-- Stored rows --
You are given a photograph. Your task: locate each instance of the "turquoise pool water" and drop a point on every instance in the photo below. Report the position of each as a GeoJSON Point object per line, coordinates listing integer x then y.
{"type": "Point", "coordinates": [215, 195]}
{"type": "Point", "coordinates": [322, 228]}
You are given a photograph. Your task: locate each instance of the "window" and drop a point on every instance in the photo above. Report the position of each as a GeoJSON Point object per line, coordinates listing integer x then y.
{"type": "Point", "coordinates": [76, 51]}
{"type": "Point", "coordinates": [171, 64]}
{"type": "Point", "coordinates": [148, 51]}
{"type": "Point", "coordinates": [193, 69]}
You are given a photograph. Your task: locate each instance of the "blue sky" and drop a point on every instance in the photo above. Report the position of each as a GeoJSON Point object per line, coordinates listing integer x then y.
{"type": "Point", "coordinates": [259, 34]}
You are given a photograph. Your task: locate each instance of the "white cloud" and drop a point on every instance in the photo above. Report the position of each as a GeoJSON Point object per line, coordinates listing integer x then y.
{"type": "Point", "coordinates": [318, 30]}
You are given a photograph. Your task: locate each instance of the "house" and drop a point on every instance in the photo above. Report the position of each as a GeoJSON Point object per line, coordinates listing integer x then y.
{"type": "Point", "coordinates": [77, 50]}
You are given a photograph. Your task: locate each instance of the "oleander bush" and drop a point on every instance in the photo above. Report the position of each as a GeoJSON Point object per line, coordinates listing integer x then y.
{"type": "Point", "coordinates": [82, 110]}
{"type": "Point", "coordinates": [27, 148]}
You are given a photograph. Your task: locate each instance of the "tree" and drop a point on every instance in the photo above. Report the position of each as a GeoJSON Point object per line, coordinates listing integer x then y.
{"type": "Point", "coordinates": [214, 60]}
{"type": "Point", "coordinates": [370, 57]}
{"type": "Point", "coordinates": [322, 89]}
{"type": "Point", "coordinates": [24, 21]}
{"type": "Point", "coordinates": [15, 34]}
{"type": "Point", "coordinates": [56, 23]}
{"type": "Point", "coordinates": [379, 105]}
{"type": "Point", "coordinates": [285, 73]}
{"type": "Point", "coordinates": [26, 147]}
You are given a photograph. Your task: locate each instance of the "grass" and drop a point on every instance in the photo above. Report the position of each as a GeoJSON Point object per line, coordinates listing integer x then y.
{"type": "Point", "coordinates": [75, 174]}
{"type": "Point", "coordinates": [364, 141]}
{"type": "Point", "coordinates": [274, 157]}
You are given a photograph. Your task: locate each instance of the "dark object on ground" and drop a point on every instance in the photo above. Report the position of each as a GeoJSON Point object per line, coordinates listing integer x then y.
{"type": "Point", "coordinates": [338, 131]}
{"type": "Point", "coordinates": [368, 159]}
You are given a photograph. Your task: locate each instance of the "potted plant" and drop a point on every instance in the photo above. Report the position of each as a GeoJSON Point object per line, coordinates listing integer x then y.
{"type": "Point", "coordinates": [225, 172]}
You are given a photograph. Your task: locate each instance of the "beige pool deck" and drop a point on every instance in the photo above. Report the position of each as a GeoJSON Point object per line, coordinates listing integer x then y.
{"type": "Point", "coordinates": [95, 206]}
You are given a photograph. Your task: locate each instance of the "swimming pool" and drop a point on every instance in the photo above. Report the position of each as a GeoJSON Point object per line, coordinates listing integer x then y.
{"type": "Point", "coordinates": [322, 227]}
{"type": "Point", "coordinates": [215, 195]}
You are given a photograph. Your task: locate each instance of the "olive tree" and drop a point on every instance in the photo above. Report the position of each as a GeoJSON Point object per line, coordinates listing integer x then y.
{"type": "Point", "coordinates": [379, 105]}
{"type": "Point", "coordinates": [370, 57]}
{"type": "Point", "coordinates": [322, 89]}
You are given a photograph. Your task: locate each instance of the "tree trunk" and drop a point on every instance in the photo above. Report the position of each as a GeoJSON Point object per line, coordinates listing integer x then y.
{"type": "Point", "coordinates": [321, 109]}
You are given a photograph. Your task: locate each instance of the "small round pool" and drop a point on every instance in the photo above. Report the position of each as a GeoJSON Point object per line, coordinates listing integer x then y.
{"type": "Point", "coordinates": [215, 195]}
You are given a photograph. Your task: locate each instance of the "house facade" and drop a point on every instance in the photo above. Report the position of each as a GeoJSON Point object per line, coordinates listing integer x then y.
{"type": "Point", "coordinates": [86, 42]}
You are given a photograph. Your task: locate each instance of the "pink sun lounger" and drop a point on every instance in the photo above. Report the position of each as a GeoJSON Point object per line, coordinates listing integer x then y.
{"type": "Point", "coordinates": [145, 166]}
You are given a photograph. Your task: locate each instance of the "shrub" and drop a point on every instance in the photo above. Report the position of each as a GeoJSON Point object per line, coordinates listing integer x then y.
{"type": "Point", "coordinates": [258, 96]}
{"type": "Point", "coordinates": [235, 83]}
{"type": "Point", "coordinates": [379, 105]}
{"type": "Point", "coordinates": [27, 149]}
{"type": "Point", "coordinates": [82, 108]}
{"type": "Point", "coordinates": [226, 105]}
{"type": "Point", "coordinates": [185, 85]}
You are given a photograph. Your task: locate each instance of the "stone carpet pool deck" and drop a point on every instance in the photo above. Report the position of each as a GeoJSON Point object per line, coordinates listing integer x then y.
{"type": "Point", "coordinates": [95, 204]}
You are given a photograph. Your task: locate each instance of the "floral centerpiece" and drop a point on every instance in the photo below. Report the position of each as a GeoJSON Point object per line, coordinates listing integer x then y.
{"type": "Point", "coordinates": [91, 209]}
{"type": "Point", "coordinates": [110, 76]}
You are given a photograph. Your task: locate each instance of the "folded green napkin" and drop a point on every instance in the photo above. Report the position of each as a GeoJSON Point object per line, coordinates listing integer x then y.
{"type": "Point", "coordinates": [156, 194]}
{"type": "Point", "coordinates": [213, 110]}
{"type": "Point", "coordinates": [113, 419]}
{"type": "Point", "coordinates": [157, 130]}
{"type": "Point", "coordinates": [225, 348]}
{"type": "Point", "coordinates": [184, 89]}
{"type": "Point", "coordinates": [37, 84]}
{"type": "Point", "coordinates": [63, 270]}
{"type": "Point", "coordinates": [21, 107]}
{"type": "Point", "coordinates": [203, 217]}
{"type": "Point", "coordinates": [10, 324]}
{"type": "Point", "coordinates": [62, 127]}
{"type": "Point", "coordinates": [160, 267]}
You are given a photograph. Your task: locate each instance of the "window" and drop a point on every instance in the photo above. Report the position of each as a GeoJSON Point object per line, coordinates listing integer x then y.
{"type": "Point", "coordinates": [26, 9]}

-- Task goal --
Each entry above is to be printed again exactly.

-- Complete response --
You are given a photograph. Your task: locate each instance of the "turquoise pool water" and drop a point on every instance in the photo below. Report the position of each as a GeoJSON Point object per line, coordinates listing integer x then y.
{"type": "Point", "coordinates": [215, 195]}
{"type": "Point", "coordinates": [322, 228]}
You are given a photograph. Your task: locate each instance of the "window" and drop a point on every instance in the photo above. Report the position of each as a GeoJSON Point object per line, coordinates listing integer x then y.
{"type": "Point", "coordinates": [76, 51]}
{"type": "Point", "coordinates": [171, 64]}
{"type": "Point", "coordinates": [148, 51]}
{"type": "Point", "coordinates": [193, 69]}
You are given a photograph. Your task: locate each instance of the "blue sky" and drop a point on every instance in the photo above. Report the position of each as a GeoJSON Point object per line, coordinates listing integer x then y.
{"type": "Point", "coordinates": [259, 34]}
You are given a photograph. Your task: locate each instance of the "white cloud" and drop a point on every instance in the photo above. Report the position of each as a GeoJSON Point object per line, coordinates listing integer x then y.
{"type": "Point", "coordinates": [318, 30]}
You are given a photograph. Your task: locate each instance of the "house" and drop a point on every instance in the photo above. Report the position of each as a GeoJSON Point object per line, coordinates listing integer x then y.
{"type": "Point", "coordinates": [77, 50]}
You are given a photograph. Your task: locate each instance of the "oleander bush" and drop a point on every instance in the photo above. Report the position of each as a GeoJSON Point object per line, coordinates listing integer x then y.
{"type": "Point", "coordinates": [82, 110]}
{"type": "Point", "coordinates": [27, 148]}
You are given a photograph. Your task: locate each instance of the "tree" and drop a point on every instance in the photo above. Report the position of each as a GeoJSON Point object per line, coordinates listing integer x then y.
{"type": "Point", "coordinates": [214, 60]}
{"type": "Point", "coordinates": [370, 57]}
{"type": "Point", "coordinates": [322, 89]}
{"type": "Point", "coordinates": [24, 21]}
{"type": "Point", "coordinates": [15, 34]}
{"type": "Point", "coordinates": [56, 23]}
{"type": "Point", "coordinates": [379, 105]}
{"type": "Point", "coordinates": [285, 73]}
{"type": "Point", "coordinates": [26, 147]}
You are given a photograph. Your task: locate each instance of the "grass" and drop a point on every instance in the photo above. Report the position of each as a GeoJSON Point object per line, coordinates listing integer x then y.
{"type": "Point", "coordinates": [75, 174]}
{"type": "Point", "coordinates": [364, 141]}
{"type": "Point", "coordinates": [274, 157]}
You are given a photograph. Your task: locate each instance of the "dark object on ground" and drop a point on every instance in the photo above. Report the position of each as a GeoJSON Point object per line, coordinates listing integer x then y.
{"type": "Point", "coordinates": [338, 131]}
{"type": "Point", "coordinates": [368, 159]}
You are given a photograph. Your task: locate each instance of the "potted plant" and drop a point on every instance in the photo above. Report the position of each as a GeoJSON Point object per line, coordinates listing integer x then y.
{"type": "Point", "coordinates": [225, 172]}
You are given a photograph. Your task: locate each instance of the "beige pool deck" and drop a point on every instance in the photo above. Report the position of each as a GeoJSON Point object per line, coordinates listing integer x then y.
{"type": "Point", "coordinates": [95, 206]}
You are given a photograph. Your task: locate each instance of the "swimming pool" and drop a point on every instance in the photo above. Report the position of each as a GeoJSON Point object per line, coordinates listing integer x then y.
{"type": "Point", "coordinates": [322, 227]}
{"type": "Point", "coordinates": [215, 195]}
You are given a photograph. Your task: locate each instance of the "olive tree" and drop a point on every instance in the photo above. Report the position of each as a GeoJSON Point object per line, coordinates listing integer x then y.
{"type": "Point", "coordinates": [379, 105]}
{"type": "Point", "coordinates": [370, 57]}
{"type": "Point", "coordinates": [322, 89]}
You are given a photograph. Your task: locate each instance of the "tree trunk" and drop a point on every instance in the photo above. Report the position of each as a GeoJSON Point object per line, coordinates listing integer x then y.
{"type": "Point", "coordinates": [321, 109]}
You are given a photograph. Your task: locate each instance of the "small round pool" and drop a point on every instance in the photo above. Report the position of each as a GeoJSON Point object per line, coordinates listing integer x then y.
{"type": "Point", "coordinates": [215, 195]}
You are given a photograph. Your task: locate each instance of the "house facade" and drop a point on every instance in the photo above. Report the position of each as a GeoJSON Point object per line, coordinates listing integer x then y.
{"type": "Point", "coordinates": [86, 42]}
You are given a photograph. Your task: locate each instance of the "pink sun lounger" and drop a point on every instance in the photo above. Report the position of each as a GeoJSON Point object per line, coordinates listing integer x then y.
{"type": "Point", "coordinates": [145, 166]}
You are given a photograph. Your task: locate each instance of the "shrub" and drop a point on every instance in the photo above. Report the position of each as a GeoJSON Point object per line, coordinates listing integer x then y.
{"type": "Point", "coordinates": [258, 96]}
{"type": "Point", "coordinates": [235, 83]}
{"type": "Point", "coordinates": [379, 105]}
{"type": "Point", "coordinates": [27, 149]}
{"type": "Point", "coordinates": [82, 108]}
{"type": "Point", "coordinates": [226, 105]}
{"type": "Point", "coordinates": [185, 85]}
You are given a photograph. Your task: locate each instance of the "stone carpet pool deck" and drop a point on every instance in the photo above. Report the position of each as a GeoJSON Point object per line, coordinates listing integer x then y.
{"type": "Point", "coordinates": [95, 204]}
You are given a photograph. Your task: locate each instance of the "floral centerpiece" and drop a point on every instance in the photo below. Report the position of each as a GeoJSON Point object per line, coordinates listing integer x then y.
{"type": "Point", "coordinates": [91, 209]}
{"type": "Point", "coordinates": [110, 76]}
You are given a photograph. Your task: locate each instance of the "folded green napkin" and drop a point on every instance in the photo above. Report the position of each as a GeoJSON Point object per line, coordinates listing integer x then y.
{"type": "Point", "coordinates": [156, 194]}
{"type": "Point", "coordinates": [213, 110]}
{"type": "Point", "coordinates": [113, 419]}
{"type": "Point", "coordinates": [157, 130]}
{"type": "Point", "coordinates": [225, 348]}
{"type": "Point", "coordinates": [184, 89]}
{"type": "Point", "coordinates": [37, 84]}
{"type": "Point", "coordinates": [63, 270]}
{"type": "Point", "coordinates": [21, 107]}
{"type": "Point", "coordinates": [203, 217]}
{"type": "Point", "coordinates": [10, 324]}
{"type": "Point", "coordinates": [62, 127]}
{"type": "Point", "coordinates": [160, 267]}
You are given a photograph. Your task: locate each instance of the "window" and drop a point on every instance in the photo above. Report the position of each as a GeoJSON Point object per line, coordinates listing integer x then y.
{"type": "Point", "coordinates": [26, 9]}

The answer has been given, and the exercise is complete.